[The data]
################

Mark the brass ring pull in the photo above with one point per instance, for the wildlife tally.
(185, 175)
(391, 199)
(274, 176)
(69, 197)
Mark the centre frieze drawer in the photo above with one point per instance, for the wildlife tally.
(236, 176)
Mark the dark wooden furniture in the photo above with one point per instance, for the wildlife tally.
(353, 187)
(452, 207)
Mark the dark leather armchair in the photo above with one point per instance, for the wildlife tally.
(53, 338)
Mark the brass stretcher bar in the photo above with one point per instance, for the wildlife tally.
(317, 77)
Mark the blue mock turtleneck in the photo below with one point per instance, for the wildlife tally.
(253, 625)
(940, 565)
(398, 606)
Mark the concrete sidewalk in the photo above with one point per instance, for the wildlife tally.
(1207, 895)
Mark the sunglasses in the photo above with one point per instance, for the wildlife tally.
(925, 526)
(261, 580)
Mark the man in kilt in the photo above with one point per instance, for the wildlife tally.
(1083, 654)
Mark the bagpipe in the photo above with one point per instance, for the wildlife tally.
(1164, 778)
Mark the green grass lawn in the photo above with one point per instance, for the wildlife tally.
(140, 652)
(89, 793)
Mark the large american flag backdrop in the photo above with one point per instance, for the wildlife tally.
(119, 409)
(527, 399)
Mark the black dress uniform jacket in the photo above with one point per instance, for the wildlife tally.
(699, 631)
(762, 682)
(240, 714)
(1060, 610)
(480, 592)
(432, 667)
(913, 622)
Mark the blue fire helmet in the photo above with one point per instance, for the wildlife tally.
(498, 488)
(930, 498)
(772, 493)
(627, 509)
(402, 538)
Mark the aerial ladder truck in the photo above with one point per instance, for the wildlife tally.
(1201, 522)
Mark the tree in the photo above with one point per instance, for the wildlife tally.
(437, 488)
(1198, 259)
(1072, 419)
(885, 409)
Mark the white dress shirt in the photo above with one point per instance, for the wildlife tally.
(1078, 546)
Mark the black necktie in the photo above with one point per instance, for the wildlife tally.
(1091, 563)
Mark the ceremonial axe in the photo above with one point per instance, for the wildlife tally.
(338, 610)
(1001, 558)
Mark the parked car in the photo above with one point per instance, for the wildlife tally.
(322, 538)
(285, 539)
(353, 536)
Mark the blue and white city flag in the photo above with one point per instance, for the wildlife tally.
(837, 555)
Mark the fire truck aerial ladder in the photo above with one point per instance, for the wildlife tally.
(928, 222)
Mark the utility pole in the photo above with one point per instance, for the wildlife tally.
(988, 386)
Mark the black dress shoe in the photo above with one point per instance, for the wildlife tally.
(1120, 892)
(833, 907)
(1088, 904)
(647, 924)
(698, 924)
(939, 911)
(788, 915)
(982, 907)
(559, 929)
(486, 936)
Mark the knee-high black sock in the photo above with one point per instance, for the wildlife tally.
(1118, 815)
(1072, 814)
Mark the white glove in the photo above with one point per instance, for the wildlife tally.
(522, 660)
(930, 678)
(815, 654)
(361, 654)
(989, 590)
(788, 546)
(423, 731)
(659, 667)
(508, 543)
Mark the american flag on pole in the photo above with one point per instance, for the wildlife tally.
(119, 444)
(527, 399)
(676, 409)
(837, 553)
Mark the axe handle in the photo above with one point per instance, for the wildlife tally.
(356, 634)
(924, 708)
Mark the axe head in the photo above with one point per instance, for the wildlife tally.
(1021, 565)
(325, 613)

################

[Requirement] Copy every line of the records, leaving nothing out.

[Problem solution]
Mark the brass ring pull in the photo above with one point per instance, for the wildlife tally.
(185, 175)
(391, 199)
(274, 176)
(69, 197)
Mark the centre frieze drawer in the photo above with one point per instance, for the wildlife tally.
(236, 176)
Mark the dark wooden furniture in the photo above with one point per instance, for the wildlife tally.
(353, 187)
(452, 207)
Mark the dark leather armchair in the photo above with one point per instance, for the wildlife tally.
(53, 338)
Mark the brass stretcher bar in the photo above with one point per instance, for the wildlife tally.
(317, 77)
Mark the blue mock turtleneck in the photo below with one point per instance, for the wildlife tally.
(253, 625)
(940, 565)
(398, 606)
Mark the concrete sidewalk in the photo above with one point per instance, for the wildlife tally.
(1207, 895)
Mark the sunglasses in the photo above with one point per instance, for the wildlife tally.
(925, 526)
(261, 580)
Mark the man in kilt in the photo above with one point per instance, for the wildlife tally.
(1083, 654)
Mark the bagpipe in the photo above with one point per instance, for the wildlife tally.
(1164, 778)
Mark the green grass lawn in the photo above with one point per instance, for the wildlife tally.
(140, 652)
(89, 793)
Mark the large american flag backdrop in the photo above with one point per instance, for the wildlife tally.
(119, 409)
(527, 399)
Mark the black dress uniform jacket in the photo above with one point per instance, for the wildlife tally.
(699, 631)
(762, 682)
(240, 714)
(1060, 610)
(480, 592)
(432, 667)
(913, 622)
Mark the blue fire helmet in the photo above with one point per instance, for the wildlife tally.
(498, 488)
(930, 498)
(772, 493)
(627, 509)
(402, 538)
Mark the aerial ladder truck in the photo above with one point per instance, for the wildlife tally.
(1201, 522)
Mark the tree in the photo above with one point per instance, for the wildlife tally.
(437, 488)
(1198, 259)
(1072, 419)
(885, 409)
Mark the white dress shirt in the photo above with one point per instance, for the wildlife tally.
(1078, 546)
Mark the black necktie in the photo above with one point per instance, for the wildlife tally.
(1091, 563)
Mark the ceremonial axe in the photo above with one point per instance, for the wildlife tally.
(338, 610)
(1001, 558)
Mark the parked car in the photo above with one point per instance, for the wildlife tally.
(322, 538)
(285, 539)
(353, 536)
Mark the blue and white city flag in the photo above with one point per instance, for the wildlife tally.
(837, 555)
Mark the fire truck aerial ladder in the photo above with one point per instance, for the wildlife tally.
(928, 222)
Mark the utility pole in the photo above with one point per instance, for the wildlife tally.
(988, 386)
Mark the black dress shoe in the photo above with one point per instance, for the wildlife tally.
(1120, 892)
(833, 907)
(1088, 904)
(647, 924)
(698, 924)
(939, 911)
(788, 915)
(982, 907)
(559, 929)
(486, 936)
Mark the knee-high black sock in the photo above with one point per instance, for the wildlife tally.
(1118, 815)
(1072, 814)
Mark the white glove in the photo above with one point per instance, for the wildlife tally.
(522, 660)
(930, 678)
(815, 654)
(361, 654)
(989, 590)
(788, 546)
(423, 731)
(659, 667)
(508, 543)
Mark the american flag on pole in the photo above with one point per instance, for the wildlife tally.
(119, 444)
(527, 399)
(676, 409)
(837, 553)
Mark the axe handle in the photo above with one point per instance, for the wildlife tally.
(356, 634)
(924, 708)
Mark the axe head in the photo above with one point per instance, for the wildlife tally.
(1021, 565)
(325, 613)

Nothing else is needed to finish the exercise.